- [EXERCISE DESCRIPTION]:
Set down exactly the lines running from the line with "the white countertop" to the end of the listing below, both ends included.

══ DATA FOR PROCESSING ══

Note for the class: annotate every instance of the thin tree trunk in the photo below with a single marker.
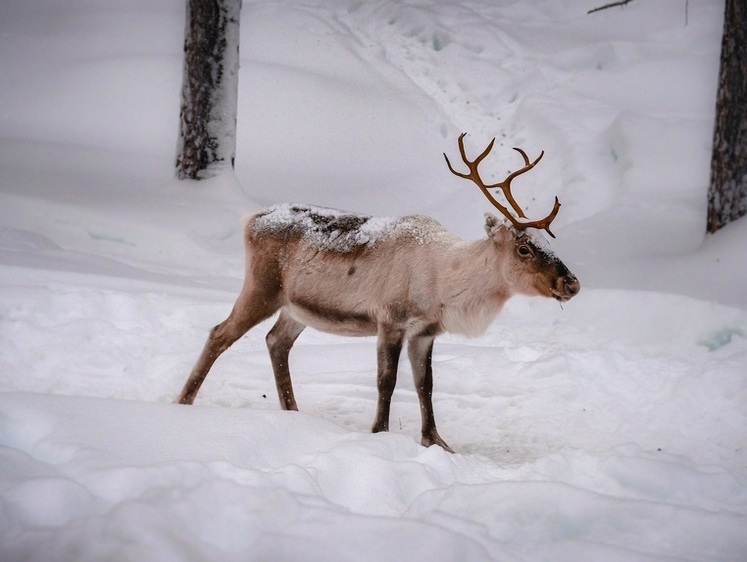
(207, 131)
(727, 194)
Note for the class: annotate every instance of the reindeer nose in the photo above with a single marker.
(572, 286)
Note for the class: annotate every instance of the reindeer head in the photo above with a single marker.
(529, 266)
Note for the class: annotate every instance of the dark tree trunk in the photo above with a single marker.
(207, 131)
(727, 194)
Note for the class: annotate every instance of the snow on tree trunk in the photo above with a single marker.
(207, 131)
(727, 194)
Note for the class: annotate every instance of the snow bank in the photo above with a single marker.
(613, 428)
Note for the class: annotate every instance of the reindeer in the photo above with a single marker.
(399, 279)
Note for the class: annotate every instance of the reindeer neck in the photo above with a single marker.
(473, 290)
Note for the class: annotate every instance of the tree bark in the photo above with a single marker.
(207, 130)
(727, 193)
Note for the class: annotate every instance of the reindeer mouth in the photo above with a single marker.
(567, 289)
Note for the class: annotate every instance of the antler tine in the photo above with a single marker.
(505, 186)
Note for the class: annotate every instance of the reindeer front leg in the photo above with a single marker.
(420, 349)
(388, 348)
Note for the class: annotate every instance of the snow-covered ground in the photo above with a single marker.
(611, 429)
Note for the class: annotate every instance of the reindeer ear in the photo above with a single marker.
(491, 224)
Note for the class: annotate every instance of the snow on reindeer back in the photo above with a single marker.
(324, 228)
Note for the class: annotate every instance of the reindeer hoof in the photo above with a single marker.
(436, 440)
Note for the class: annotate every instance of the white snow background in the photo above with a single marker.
(611, 429)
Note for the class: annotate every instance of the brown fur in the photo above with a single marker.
(411, 280)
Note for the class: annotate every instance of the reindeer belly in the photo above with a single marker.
(331, 318)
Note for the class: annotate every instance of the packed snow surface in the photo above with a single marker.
(613, 428)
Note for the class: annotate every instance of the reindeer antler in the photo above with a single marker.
(505, 186)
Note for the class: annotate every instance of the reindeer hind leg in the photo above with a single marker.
(250, 309)
(279, 340)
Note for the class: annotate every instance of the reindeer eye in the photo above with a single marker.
(524, 251)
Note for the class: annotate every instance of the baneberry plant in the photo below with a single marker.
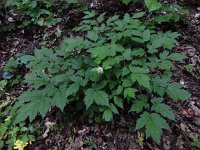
(117, 62)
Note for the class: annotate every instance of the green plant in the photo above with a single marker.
(196, 143)
(190, 68)
(91, 143)
(11, 135)
(119, 62)
(42, 13)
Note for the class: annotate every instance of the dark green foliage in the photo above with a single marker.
(119, 62)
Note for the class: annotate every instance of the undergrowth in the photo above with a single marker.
(120, 61)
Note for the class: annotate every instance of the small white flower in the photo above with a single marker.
(100, 70)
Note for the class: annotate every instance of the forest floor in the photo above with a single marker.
(118, 134)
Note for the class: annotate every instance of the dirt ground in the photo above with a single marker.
(119, 134)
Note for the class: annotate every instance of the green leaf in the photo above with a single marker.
(138, 15)
(152, 5)
(176, 92)
(72, 89)
(126, 17)
(153, 124)
(113, 108)
(89, 14)
(126, 2)
(130, 92)
(108, 115)
(99, 97)
(118, 102)
(119, 90)
(176, 57)
(138, 52)
(92, 35)
(59, 101)
(142, 79)
(146, 35)
(161, 108)
(139, 104)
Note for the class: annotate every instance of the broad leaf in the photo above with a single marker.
(176, 92)
(108, 115)
(162, 108)
(152, 5)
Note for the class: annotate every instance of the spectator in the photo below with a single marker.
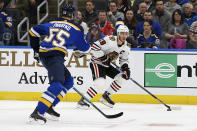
(32, 10)
(104, 25)
(171, 6)
(177, 30)
(194, 3)
(141, 11)
(130, 21)
(193, 36)
(150, 5)
(156, 28)
(113, 13)
(182, 2)
(89, 14)
(147, 39)
(135, 6)
(5, 24)
(163, 17)
(81, 22)
(123, 5)
(94, 34)
(189, 16)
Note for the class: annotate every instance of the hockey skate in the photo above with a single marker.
(51, 114)
(82, 104)
(37, 118)
(106, 100)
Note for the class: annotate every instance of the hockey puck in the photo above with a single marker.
(169, 109)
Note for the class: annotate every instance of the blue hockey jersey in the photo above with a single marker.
(6, 18)
(60, 34)
(151, 42)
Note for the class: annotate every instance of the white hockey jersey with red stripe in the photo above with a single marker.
(106, 45)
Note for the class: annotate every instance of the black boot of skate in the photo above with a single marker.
(36, 117)
(106, 97)
(82, 104)
(51, 114)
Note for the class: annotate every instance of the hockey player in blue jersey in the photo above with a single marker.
(60, 33)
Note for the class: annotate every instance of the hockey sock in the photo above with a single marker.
(49, 96)
(114, 87)
(45, 102)
(90, 93)
(59, 97)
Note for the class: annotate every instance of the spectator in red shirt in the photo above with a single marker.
(104, 25)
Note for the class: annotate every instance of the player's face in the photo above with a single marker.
(79, 15)
(123, 36)
(113, 7)
(102, 16)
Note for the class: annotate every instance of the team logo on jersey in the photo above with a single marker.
(112, 38)
(157, 41)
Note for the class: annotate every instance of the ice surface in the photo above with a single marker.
(137, 117)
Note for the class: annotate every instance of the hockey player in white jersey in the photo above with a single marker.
(104, 52)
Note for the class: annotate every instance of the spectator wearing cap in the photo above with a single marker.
(5, 25)
(161, 15)
(192, 44)
(104, 26)
(123, 5)
(141, 11)
(81, 22)
(89, 14)
(131, 22)
(94, 34)
(188, 14)
(113, 13)
(171, 6)
(182, 2)
(150, 5)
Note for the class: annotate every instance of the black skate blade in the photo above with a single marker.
(114, 116)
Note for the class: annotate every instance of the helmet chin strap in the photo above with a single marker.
(120, 43)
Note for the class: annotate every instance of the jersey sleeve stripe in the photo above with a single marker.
(85, 52)
(94, 47)
(8, 23)
(74, 26)
(34, 32)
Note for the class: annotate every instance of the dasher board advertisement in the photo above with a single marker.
(170, 70)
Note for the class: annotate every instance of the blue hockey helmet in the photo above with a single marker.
(68, 10)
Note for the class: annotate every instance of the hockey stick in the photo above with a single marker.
(168, 107)
(107, 116)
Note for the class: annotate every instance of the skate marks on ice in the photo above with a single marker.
(137, 117)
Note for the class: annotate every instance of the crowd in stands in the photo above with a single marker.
(166, 24)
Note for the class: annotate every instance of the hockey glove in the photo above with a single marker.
(113, 56)
(36, 56)
(126, 71)
(77, 53)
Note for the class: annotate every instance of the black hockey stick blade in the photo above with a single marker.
(107, 116)
(114, 116)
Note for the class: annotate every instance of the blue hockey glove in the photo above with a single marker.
(36, 56)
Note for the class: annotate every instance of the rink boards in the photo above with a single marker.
(170, 74)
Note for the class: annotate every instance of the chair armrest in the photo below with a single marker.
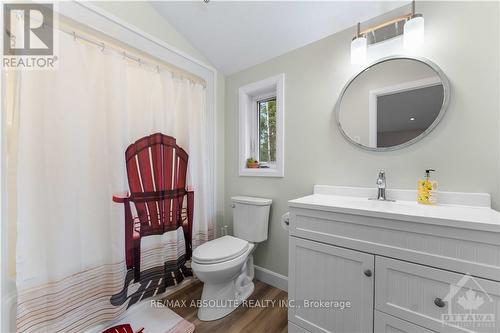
(121, 197)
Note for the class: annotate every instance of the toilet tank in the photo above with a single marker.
(250, 218)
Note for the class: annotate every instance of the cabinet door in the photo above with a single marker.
(330, 288)
(385, 323)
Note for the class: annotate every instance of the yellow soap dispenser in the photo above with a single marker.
(427, 189)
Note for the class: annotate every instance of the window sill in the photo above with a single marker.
(260, 172)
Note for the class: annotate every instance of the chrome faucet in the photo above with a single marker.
(381, 184)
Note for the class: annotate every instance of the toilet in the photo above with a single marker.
(225, 264)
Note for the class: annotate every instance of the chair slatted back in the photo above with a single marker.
(156, 170)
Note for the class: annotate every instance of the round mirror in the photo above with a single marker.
(393, 103)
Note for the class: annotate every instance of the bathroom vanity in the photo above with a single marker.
(402, 266)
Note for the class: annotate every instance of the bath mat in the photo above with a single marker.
(154, 320)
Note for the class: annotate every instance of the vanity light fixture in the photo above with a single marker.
(412, 30)
(413, 35)
(358, 48)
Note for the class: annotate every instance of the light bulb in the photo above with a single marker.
(414, 32)
(358, 50)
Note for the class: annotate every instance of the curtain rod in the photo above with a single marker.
(126, 55)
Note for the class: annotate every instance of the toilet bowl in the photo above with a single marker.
(225, 264)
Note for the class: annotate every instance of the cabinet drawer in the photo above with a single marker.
(385, 323)
(437, 299)
(454, 249)
(292, 328)
(320, 272)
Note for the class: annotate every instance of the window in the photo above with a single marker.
(266, 138)
(261, 128)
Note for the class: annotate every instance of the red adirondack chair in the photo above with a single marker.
(156, 170)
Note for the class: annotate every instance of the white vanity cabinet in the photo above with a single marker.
(320, 271)
(402, 267)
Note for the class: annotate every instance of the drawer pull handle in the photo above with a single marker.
(439, 302)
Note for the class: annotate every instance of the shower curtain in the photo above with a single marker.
(74, 125)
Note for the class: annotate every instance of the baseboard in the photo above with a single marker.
(271, 278)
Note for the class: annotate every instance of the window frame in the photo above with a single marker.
(255, 133)
(249, 96)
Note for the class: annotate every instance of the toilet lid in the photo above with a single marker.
(218, 250)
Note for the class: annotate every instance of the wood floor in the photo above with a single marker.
(272, 319)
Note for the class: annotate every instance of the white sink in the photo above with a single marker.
(462, 210)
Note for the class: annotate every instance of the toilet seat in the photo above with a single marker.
(220, 250)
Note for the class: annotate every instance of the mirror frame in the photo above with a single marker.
(444, 106)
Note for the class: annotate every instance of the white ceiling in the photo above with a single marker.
(237, 35)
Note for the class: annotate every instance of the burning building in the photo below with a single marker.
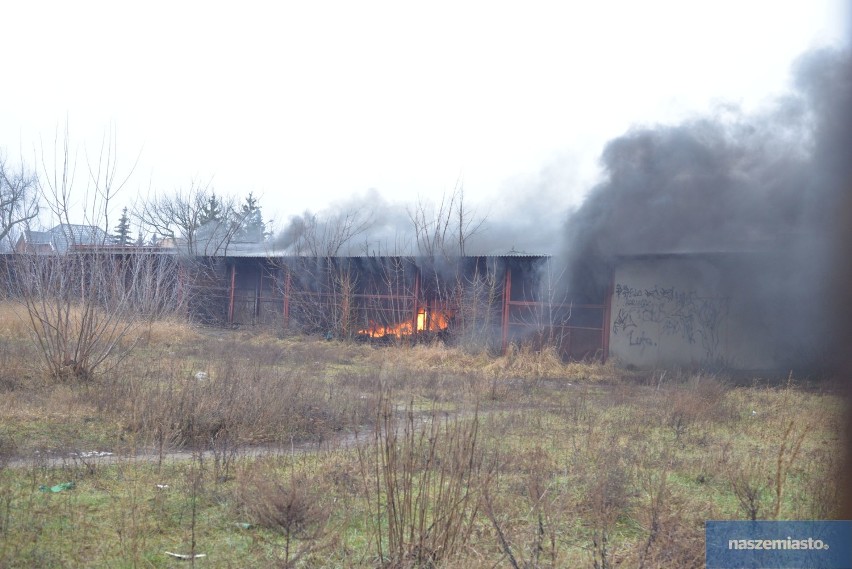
(483, 301)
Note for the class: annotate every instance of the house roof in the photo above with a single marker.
(65, 235)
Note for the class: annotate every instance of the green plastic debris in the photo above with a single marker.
(58, 488)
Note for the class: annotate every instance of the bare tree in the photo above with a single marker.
(18, 200)
(196, 220)
(84, 301)
(443, 229)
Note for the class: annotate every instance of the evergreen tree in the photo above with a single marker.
(253, 226)
(210, 211)
(122, 230)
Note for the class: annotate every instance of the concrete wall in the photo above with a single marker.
(692, 311)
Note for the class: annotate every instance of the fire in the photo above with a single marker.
(426, 321)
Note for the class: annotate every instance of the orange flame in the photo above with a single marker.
(426, 321)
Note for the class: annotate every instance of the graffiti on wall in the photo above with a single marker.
(647, 315)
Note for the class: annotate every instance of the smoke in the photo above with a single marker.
(728, 182)
(364, 224)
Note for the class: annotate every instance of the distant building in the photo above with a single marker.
(61, 238)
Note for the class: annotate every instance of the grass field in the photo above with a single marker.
(256, 449)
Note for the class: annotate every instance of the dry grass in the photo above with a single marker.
(571, 465)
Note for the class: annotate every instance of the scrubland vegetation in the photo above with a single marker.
(263, 449)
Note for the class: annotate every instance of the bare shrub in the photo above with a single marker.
(285, 504)
(430, 480)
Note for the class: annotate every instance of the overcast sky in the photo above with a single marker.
(309, 103)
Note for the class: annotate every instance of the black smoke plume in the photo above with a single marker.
(728, 183)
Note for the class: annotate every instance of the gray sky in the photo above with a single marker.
(308, 103)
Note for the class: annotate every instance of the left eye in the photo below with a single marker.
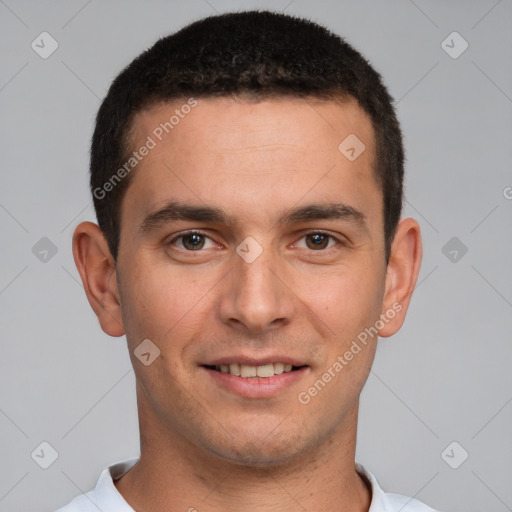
(192, 241)
(318, 241)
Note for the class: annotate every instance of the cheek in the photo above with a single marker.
(158, 302)
(348, 301)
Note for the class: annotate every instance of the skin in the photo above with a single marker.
(203, 447)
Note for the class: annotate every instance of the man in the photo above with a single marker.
(247, 179)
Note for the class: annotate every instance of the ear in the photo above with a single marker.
(401, 275)
(97, 270)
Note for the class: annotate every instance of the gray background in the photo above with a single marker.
(445, 377)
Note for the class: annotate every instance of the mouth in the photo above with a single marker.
(256, 379)
(247, 371)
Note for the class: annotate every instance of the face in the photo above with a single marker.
(250, 242)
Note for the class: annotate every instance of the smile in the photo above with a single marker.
(261, 371)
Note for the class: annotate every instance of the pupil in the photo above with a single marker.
(319, 240)
(193, 241)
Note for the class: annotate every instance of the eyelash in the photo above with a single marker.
(316, 232)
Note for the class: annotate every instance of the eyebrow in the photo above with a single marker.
(175, 211)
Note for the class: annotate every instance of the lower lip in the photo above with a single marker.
(256, 387)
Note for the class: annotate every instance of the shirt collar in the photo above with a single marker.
(107, 493)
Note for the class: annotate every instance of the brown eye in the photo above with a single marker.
(192, 242)
(317, 241)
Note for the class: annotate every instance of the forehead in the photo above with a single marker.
(252, 155)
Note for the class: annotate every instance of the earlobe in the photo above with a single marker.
(401, 276)
(97, 270)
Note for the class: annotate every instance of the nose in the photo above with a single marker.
(257, 297)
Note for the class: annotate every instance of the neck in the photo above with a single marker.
(174, 474)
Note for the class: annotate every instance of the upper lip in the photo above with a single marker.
(253, 361)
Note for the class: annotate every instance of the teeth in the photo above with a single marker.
(267, 370)
(278, 368)
(234, 369)
(247, 371)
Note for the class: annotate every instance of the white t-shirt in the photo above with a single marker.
(106, 498)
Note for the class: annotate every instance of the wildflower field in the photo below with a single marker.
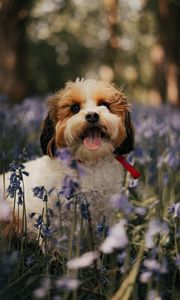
(137, 258)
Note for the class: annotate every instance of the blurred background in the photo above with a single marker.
(134, 43)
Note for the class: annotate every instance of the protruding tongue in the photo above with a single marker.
(92, 143)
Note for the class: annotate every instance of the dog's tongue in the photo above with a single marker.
(92, 143)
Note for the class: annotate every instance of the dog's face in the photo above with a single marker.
(89, 117)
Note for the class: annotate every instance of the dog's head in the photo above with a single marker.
(89, 117)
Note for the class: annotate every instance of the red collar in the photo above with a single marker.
(134, 173)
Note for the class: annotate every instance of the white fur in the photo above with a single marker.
(103, 174)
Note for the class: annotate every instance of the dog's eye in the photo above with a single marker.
(75, 108)
(103, 103)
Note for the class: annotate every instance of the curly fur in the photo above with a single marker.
(62, 128)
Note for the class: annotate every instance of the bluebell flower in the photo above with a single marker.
(30, 261)
(102, 229)
(155, 227)
(39, 192)
(121, 257)
(39, 221)
(46, 231)
(31, 215)
(84, 207)
(58, 203)
(174, 210)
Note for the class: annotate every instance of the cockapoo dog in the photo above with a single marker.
(92, 119)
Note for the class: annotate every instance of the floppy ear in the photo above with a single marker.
(128, 144)
(47, 137)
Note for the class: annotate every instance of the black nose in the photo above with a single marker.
(92, 117)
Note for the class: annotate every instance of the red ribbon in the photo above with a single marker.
(134, 173)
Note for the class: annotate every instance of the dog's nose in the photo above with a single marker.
(92, 117)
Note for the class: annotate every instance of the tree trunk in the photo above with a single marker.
(167, 52)
(13, 19)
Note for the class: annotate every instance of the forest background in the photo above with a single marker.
(134, 43)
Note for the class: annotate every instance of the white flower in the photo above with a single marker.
(116, 239)
(83, 261)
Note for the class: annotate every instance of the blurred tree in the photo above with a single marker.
(13, 20)
(166, 52)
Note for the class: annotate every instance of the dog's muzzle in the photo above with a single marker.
(92, 117)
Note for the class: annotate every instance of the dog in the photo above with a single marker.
(92, 120)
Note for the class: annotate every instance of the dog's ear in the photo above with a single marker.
(128, 144)
(47, 138)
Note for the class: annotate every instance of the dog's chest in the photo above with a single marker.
(104, 176)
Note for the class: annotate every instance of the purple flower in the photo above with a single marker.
(117, 238)
(69, 187)
(39, 221)
(145, 276)
(102, 228)
(174, 209)
(155, 227)
(31, 215)
(46, 231)
(84, 207)
(40, 192)
(122, 203)
(30, 261)
(152, 264)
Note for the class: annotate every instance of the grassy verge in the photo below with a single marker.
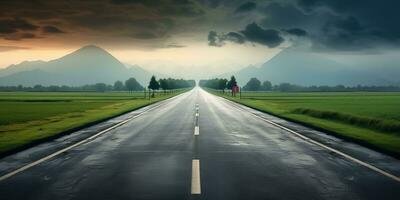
(29, 118)
(370, 119)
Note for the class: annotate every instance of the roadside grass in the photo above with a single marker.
(368, 118)
(24, 122)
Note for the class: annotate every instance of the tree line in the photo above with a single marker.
(255, 85)
(219, 83)
(130, 84)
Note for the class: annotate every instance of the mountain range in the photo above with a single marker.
(305, 68)
(87, 65)
(92, 64)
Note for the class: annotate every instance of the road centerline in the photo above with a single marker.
(196, 184)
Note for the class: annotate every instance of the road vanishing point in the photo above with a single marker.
(198, 146)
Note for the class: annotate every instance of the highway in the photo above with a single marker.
(197, 146)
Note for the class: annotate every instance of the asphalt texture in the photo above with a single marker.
(239, 157)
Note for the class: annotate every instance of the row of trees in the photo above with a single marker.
(129, 85)
(170, 83)
(255, 85)
(219, 83)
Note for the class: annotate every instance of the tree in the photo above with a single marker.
(267, 86)
(100, 87)
(154, 85)
(118, 86)
(253, 85)
(231, 83)
(131, 84)
(222, 84)
(163, 84)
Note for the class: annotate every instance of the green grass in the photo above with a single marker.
(28, 117)
(370, 118)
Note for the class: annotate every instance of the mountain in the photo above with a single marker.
(305, 68)
(141, 75)
(24, 66)
(88, 65)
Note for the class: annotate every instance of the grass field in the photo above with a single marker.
(371, 118)
(26, 117)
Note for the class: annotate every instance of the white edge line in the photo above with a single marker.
(32, 164)
(369, 166)
(196, 187)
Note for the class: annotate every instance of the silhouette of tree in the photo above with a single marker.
(118, 86)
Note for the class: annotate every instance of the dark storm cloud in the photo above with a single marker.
(268, 37)
(296, 31)
(138, 19)
(145, 35)
(51, 29)
(246, 7)
(337, 24)
(252, 33)
(171, 46)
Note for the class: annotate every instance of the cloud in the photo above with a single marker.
(11, 48)
(268, 37)
(296, 31)
(246, 7)
(173, 46)
(51, 29)
(145, 35)
(252, 33)
(20, 36)
(14, 25)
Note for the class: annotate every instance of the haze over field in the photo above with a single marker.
(339, 42)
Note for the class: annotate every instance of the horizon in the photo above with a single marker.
(190, 37)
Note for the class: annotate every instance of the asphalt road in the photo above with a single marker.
(230, 155)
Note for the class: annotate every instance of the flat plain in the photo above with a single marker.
(371, 118)
(26, 117)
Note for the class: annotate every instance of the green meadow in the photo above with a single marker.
(27, 117)
(370, 118)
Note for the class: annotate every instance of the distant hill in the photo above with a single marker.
(88, 65)
(305, 68)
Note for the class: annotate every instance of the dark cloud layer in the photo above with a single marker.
(246, 7)
(252, 33)
(51, 29)
(136, 19)
(337, 25)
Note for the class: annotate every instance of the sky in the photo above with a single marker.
(197, 35)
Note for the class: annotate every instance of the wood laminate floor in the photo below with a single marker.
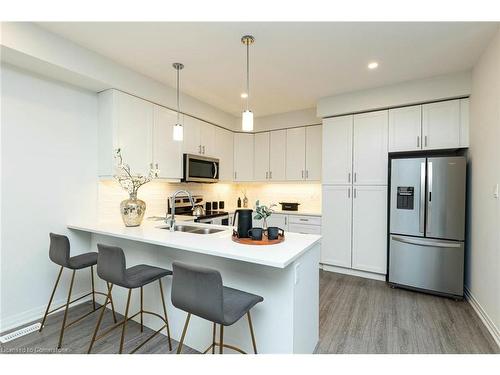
(356, 316)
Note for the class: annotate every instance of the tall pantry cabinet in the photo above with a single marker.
(355, 160)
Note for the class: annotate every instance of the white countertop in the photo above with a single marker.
(216, 244)
(281, 212)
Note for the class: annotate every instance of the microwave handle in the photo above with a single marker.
(215, 170)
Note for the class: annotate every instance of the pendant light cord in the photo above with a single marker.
(178, 106)
(248, 72)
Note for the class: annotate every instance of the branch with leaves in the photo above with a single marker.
(132, 182)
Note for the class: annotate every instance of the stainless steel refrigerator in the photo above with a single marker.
(427, 224)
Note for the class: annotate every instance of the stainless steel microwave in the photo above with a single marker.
(200, 168)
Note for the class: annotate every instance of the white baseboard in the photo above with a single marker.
(21, 319)
(351, 272)
(495, 332)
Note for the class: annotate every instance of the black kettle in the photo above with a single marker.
(244, 221)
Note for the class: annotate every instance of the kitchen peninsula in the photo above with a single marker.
(286, 275)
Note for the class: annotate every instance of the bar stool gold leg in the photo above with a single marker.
(142, 309)
(112, 304)
(93, 289)
(251, 332)
(103, 309)
(51, 298)
(213, 338)
(165, 313)
(125, 321)
(179, 348)
(221, 339)
(66, 310)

═══

- [TASK SOLUTION]:
Note for the class: annotate every instance of the white countertop in the photo above with a single marker.
(216, 244)
(281, 212)
Note for the class: annotate every instance of the microwave handle in the photo above with a single marker.
(215, 170)
Note for the class: annotate every instance of the pendant light cord in the photo above with a single marker.
(178, 106)
(248, 72)
Note for the class: annotate every instance of the branch with leaves in the photo above with a single marker.
(132, 182)
Note for the class: annotate every instance of the stainless steel refrigerator in the photo above with a single marker.
(427, 224)
Note for the class: annotate every instance of the stainless steel microwave in the photo above with a single marker.
(200, 168)
Note for the class: annotate every instance of the white baseboard in the photo above with a single marker.
(21, 319)
(351, 272)
(495, 332)
Note for the class: annotate every instance of the black kettle in the photo above with a single marker.
(244, 221)
Note for the class: annotate every instance of the kitchen peninsula in the photo above with a single marker.
(286, 275)
Note for the class: annotate every instance of the bar stool gold leg in the photo above with a single marker.
(142, 309)
(112, 304)
(93, 289)
(251, 332)
(103, 309)
(51, 298)
(213, 338)
(165, 313)
(125, 321)
(179, 348)
(221, 339)
(66, 310)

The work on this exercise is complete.